Rewrite these lines with "Put a dot" switched to "Place a mark" everywhere it occurs, leaving everything else unchanged.

> [RECORDS TO PROCESS]:
□ □ □ □ □ □ □

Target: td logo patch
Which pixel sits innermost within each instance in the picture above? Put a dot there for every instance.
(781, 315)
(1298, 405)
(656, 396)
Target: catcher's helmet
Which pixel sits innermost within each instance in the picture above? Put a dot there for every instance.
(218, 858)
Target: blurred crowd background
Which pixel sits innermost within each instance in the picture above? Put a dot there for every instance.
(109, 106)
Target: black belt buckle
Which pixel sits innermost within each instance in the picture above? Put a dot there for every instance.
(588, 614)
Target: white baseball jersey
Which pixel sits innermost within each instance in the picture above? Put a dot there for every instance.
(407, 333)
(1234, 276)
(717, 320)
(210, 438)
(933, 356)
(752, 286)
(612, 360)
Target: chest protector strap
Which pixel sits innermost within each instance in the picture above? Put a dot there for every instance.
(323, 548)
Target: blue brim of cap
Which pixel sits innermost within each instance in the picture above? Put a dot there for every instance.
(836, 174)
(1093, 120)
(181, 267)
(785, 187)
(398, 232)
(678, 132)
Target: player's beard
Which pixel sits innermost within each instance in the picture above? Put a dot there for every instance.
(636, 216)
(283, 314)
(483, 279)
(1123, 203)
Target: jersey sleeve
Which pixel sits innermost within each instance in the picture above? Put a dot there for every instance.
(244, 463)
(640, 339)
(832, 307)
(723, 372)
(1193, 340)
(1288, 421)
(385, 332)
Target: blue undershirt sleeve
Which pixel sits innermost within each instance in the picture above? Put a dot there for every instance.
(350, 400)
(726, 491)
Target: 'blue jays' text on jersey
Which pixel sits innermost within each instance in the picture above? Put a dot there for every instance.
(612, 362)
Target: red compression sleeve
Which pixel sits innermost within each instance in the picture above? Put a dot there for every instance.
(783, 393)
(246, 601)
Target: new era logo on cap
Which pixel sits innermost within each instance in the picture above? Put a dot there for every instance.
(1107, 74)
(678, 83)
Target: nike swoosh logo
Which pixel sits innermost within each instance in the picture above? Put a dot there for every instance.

□ □ □ □ □ □ □

> [PROBLEM SOLUTION]:
Target: td logo patch
Which pixel sits innermost within each instance in the picture above? Place a mark there for every instance.
(781, 315)
(1298, 405)
(656, 396)
Target: catcher's helmet
Which pixel sits innermost within each instance in the picture above? Place a mark there for every instance.
(218, 858)
Target: blurred crowd background
Which pixel sits innermost within each instance in the picture above? Place a mark there for every instance.
(109, 106)
Target: black belt buckle
Which pixel sits innermost within each instance in the picture above? Place a mark there for every instance.
(588, 614)
Target: white baseball jersey
Which pixel sits innermost within each instance in the picture above? Place a mark there for every instance.
(407, 333)
(1234, 276)
(717, 320)
(210, 438)
(933, 356)
(752, 286)
(612, 360)
Target: chest protector strap
Which pixel sits innermost within each instance in the picture above? Place a mark there for every instance.
(323, 548)
Target: blue brim of cap
Which pixel sits innermost within each instance in the picture above? Place a mark there for every instance.
(836, 174)
(1093, 120)
(181, 267)
(785, 187)
(398, 232)
(678, 132)
Target: player's beard
Which pixel sits innermost within each instance in the picture above? Place a mark there for every instance.
(636, 216)
(283, 314)
(483, 279)
(1123, 203)
Target: jersey sleeve
Which pixel sits innermost within each instance in the picture above? Place a mark there for every instance.
(244, 463)
(640, 339)
(832, 307)
(723, 372)
(1193, 340)
(1288, 421)
(385, 332)
Target: blue undershirt sleeve
Which pixel sits innermost within each instance in the picture above? Place a mark there for every instance.
(350, 400)
(726, 491)
Target: 'blue jays' text on jersey
Which pixel sits innermost within each instance in the picture above? Place a mark there for every instance.
(612, 362)
Target: red compression sleeve
Which pixel sits innermost within each instance in the picture above? Place a mark there for every instance.
(783, 393)
(246, 601)
Target: new era logo on cap
Which pixel sits innermost within each instance in the picture above? Place a mark there for every instance.
(1107, 74)
(678, 83)
Target: nike swoosh logo
Which pixel sits innermost within each instance in the picture above? Place a mark there for every instance.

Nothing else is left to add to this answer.